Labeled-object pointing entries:
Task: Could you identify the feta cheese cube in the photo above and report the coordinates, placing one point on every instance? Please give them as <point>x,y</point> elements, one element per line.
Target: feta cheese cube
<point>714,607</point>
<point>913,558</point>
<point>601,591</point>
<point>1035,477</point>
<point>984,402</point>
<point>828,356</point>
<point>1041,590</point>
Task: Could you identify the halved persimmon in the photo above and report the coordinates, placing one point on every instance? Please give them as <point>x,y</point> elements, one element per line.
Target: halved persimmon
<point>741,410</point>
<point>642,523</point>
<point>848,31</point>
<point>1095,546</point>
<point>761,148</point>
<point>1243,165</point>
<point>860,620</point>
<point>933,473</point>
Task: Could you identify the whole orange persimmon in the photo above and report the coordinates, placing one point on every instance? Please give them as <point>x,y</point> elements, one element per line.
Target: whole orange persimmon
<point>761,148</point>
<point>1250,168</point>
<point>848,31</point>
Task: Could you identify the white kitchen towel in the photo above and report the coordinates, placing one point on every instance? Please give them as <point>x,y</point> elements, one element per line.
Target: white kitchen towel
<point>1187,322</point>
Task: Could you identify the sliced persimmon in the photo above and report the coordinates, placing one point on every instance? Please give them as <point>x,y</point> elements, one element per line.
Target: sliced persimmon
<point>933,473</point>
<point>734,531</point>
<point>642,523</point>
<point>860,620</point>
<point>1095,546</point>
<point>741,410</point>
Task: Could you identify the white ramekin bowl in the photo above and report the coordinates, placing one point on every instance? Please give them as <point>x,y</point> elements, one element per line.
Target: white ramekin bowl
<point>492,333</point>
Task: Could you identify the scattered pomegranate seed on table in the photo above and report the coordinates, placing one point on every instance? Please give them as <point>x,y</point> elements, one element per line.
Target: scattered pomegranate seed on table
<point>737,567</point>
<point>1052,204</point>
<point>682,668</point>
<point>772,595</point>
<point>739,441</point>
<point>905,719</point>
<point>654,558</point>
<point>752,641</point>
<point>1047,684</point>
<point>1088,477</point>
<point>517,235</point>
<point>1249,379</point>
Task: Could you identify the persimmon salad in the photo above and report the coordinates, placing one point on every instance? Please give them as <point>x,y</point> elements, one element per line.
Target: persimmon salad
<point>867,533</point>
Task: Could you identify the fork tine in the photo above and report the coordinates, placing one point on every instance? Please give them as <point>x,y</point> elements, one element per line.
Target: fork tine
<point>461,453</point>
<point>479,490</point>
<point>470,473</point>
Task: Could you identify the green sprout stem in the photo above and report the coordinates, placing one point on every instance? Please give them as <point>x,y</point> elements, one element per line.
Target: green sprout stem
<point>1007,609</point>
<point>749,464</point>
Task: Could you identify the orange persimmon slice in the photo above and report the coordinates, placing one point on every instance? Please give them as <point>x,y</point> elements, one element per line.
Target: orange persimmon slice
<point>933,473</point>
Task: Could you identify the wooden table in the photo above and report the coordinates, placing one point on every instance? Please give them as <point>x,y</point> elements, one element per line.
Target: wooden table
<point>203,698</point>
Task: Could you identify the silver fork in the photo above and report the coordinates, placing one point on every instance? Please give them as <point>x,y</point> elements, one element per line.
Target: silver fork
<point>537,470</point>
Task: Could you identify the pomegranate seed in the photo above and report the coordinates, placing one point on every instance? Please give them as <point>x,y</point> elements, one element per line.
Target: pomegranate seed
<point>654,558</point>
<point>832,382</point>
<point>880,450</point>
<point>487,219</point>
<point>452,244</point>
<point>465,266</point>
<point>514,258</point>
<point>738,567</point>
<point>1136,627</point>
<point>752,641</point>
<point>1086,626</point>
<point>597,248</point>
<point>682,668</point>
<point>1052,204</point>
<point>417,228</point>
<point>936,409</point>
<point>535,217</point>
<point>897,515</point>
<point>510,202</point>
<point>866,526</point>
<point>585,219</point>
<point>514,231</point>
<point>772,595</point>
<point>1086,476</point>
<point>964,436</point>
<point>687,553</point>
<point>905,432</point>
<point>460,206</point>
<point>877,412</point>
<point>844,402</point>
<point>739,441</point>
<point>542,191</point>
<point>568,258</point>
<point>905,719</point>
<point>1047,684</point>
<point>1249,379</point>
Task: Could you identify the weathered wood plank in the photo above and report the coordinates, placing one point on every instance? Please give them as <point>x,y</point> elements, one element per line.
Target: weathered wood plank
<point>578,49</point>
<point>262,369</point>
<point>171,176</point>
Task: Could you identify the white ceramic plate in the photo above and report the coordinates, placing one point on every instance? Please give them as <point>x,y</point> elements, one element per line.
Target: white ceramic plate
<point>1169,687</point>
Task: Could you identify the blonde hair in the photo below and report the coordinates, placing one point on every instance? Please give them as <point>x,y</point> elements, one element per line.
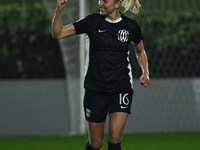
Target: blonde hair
<point>132,5</point>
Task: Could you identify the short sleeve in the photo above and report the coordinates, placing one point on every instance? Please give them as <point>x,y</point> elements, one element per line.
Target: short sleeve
<point>137,37</point>
<point>82,25</point>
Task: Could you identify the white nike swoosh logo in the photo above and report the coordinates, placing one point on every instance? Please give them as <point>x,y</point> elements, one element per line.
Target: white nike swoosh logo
<point>123,107</point>
<point>102,31</point>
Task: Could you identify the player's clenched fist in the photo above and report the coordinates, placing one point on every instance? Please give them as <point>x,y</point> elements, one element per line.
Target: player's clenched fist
<point>61,4</point>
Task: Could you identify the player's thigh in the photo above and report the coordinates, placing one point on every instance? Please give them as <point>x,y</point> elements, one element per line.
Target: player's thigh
<point>117,121</point>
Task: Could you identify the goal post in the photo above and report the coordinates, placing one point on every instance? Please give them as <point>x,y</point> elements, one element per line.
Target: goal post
<point>73,55</point>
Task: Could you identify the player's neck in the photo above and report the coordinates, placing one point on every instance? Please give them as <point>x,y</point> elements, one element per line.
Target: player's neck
<point>114,15</point>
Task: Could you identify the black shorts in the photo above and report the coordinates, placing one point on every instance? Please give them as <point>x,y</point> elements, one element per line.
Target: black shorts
<point>98,104</point>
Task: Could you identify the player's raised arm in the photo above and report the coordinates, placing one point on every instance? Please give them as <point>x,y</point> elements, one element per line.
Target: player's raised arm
<point>143,62</point>
<point>58,30</point>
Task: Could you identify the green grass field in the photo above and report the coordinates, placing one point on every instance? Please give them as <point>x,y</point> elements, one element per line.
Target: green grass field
<point>167,141</point>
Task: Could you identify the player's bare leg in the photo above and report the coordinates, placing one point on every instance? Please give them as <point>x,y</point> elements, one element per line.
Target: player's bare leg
<point>96,135</point>
<point>117,121</point>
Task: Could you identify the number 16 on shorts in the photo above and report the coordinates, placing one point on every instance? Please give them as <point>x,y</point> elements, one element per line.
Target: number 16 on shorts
<point>123,100</point>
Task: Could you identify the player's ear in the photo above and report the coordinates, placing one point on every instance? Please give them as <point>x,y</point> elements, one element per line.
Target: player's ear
<point>117,4</point>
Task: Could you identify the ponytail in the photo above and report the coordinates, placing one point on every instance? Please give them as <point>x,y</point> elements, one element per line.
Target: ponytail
<point>132,5</point>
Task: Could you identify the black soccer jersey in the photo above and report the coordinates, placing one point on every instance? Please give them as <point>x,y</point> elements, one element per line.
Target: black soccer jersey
<point>108,67</point>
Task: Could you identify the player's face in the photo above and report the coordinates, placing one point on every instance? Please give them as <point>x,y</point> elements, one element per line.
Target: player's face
<point>107,6</point>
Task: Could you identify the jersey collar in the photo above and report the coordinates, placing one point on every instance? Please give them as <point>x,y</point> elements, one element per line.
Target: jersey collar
<point>113,21</point>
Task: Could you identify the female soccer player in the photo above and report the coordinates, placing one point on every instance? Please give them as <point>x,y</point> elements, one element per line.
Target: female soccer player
<point>108,88</point>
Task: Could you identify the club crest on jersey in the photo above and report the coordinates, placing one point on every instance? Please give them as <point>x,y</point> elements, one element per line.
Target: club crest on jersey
<point>123,35</point>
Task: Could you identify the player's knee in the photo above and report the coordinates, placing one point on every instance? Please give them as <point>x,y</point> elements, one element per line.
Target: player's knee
<point>97,143</point>
<point>114,138</point>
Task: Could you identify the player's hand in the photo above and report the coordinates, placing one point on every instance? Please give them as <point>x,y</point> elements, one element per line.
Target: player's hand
<point>144,80</point>
<point>61,4</point>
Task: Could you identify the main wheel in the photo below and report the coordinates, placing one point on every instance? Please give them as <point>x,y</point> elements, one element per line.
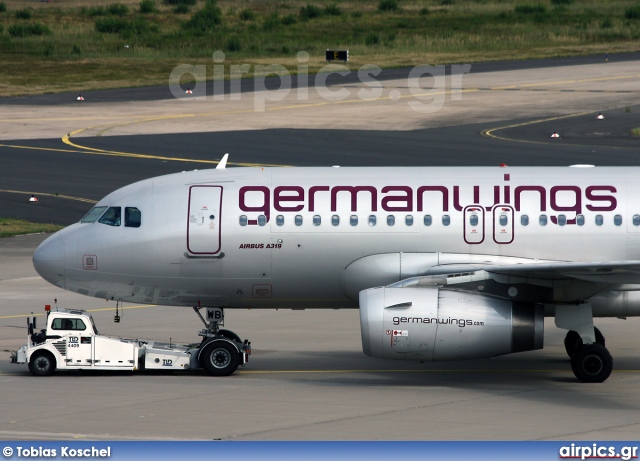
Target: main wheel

» REQUIREMENT: Put the items into a JSON list of strings, one string per line and no strings for blank lines, starting with the line that contains "Task: Could you identify the main" and going on through the end of the items. Leave the pictures out of the list.

» CORRECT ANSWER:
[
  "Task: Could you identify the main wheel in the photo below and report the coordinates, placing one point on every instance? Please give them as <point>x,y</point> elements, one element per line.",
  "Target: main wheel"
]